(Lines of data)
------------------------------------------------

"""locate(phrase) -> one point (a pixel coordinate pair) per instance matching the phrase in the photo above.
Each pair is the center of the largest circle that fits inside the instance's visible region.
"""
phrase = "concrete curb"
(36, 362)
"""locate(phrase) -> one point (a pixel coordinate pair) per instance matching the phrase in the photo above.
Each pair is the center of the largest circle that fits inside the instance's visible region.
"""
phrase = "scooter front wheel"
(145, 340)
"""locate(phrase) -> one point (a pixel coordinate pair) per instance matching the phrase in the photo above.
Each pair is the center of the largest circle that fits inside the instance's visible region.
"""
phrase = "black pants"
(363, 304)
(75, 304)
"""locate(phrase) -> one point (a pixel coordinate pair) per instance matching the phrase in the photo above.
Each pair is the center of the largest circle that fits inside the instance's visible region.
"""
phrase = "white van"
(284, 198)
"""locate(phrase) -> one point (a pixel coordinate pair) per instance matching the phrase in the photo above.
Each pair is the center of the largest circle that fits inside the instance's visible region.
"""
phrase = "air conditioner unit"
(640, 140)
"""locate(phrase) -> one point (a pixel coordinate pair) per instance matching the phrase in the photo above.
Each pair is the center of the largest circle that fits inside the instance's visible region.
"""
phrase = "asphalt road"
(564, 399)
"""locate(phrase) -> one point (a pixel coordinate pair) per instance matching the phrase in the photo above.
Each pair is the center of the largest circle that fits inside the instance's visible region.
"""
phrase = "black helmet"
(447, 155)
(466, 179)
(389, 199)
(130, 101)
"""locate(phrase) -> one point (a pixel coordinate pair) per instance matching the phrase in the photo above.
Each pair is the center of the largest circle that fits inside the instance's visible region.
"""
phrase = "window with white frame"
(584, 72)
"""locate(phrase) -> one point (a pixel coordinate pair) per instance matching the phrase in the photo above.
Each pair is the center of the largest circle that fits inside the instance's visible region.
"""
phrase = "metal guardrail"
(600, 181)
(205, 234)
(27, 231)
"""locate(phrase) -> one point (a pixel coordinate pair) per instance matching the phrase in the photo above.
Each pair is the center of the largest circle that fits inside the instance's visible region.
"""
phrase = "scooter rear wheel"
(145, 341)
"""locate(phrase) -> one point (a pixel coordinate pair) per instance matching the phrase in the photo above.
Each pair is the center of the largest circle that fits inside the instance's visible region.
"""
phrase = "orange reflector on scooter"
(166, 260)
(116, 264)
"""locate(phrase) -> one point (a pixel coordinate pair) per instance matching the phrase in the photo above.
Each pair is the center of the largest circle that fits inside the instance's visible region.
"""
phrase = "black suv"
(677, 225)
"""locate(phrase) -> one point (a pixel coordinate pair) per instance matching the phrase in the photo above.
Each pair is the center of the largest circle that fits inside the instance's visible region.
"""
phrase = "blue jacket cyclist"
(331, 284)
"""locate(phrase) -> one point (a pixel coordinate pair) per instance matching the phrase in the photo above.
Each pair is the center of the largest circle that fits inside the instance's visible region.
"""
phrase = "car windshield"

------------------------------------------------

[Directions for this task] Reproduce all of the entries word for word.

[Solution to the problem]
"""locate(phrase) -> one point (a pixel coordinate pair) per instance matching the phrase in the photo above.
Each pair is the center of the largest circle that fits inside the instance's visible region.
"""
phrase = "concrete curb"
(36, 362)
"""locate(phrase) -> one point (a pixel coordinate pair) per instance matching the phrase in the photo above.
Each pair is the center of the largest circle that fits inside the instance's visible region.
"""
phrase = "scooter front wheel"
(145, 340)
"""locate(phrase) -> one point (a pixel coordinate pair) per instance matching the phrase in the photo above.
Each pair is the center of the largest circle that fits inside the instance's visible region.
"""
phrase = "black pants"
(363, 304)
(75, 304)
"""locate(phrase) -> one point (a pixel coordinate pair) per instance matching the phrase in the photo above.
Each pair is the center of the largest circle that fits inside the instance's visible region.
"""
phrase = "white van"
(284, 198)
"""locate(phrase) -> one point (a pixel coordinate pair) per instance matching the phrase in the photo above.
Each pair is the center of the largest circle that fits inside the instance's visible region.
"""
phrase = "air conditioner unit"
(640, 140)
"""locate(phrase) -> one point (a pixel coordinate pair) per instance matching the phrase in the photo above.
Each pair is the center of the largest circle that fits inside the instance's visible region.
"""
phrase = "asphalt road"
(564, 399)
"""locate(phrase) -> one point (a pixel coordinate pair) per instance matching the phrase in the photo above.
Each pair is the center of the largest circle that fits inside the instance's visible region.
"""
phrase = "black helmet"
(447, 155)
(466, 179)
(389, 199)
(130, 101)
"""locate(phrase) -> one point (a pixel coordinate pair) per instance matching the phrase in the photo above.
Each pair is the center of the largest circle that fits inside the instance's visible region.
"""
phrase = "window with white frame"
(584, 72)
"""locate(phrase) -> one point (a pixel coordinate pair) per instance matching the phrase in the photo above.
Each pair is the center of the largest circle that fits inside the instance's visible region.
"""
phrase = "metal guardrail"
(600, 181)
(205, 234)
(27, 231)
"""locate(phrase) -> one point (a pixel coordinate pair) per instance matching the phrase in the photo above.
Each pair is the center of the largest circle that fits inside the instance's visible region.
"""
phrase = "scooter rear wheel"
(145, 341)
"""locate(phrase) -> one point (a pixel coordinate pair) per instance matching the phrase in the photo above.
Each pair is the center of the largest circle that fits inside the instance's visible region.
"""
phrase = "orange reflector on scooter"
(166, 260)
(116, 264)
"""locate(phrase) -> one point (a pixel coordinate pair) per instance matching the phrase in the photo above.
Each pair is the center of the largest circle that fits inside the instance's visible region.
"""
phrase = "black suv"
(677, 225)
"""locate(phrase) -> one point (a pixel coordinate pair) per instance matching the phrase in the photo above.
Each pair is the center of the largest circle that fits inside the instance's visible region.
"""
phrase = "blue jacket cyclist"
(331, 284)
"""locate(phrase) -> one point (a pixel coordinate pair) per instance matching the phrase in the photo above.
Each pair is the center of the largest circle that fits inside the instance's visible region.
"""
phrase = "car windshield"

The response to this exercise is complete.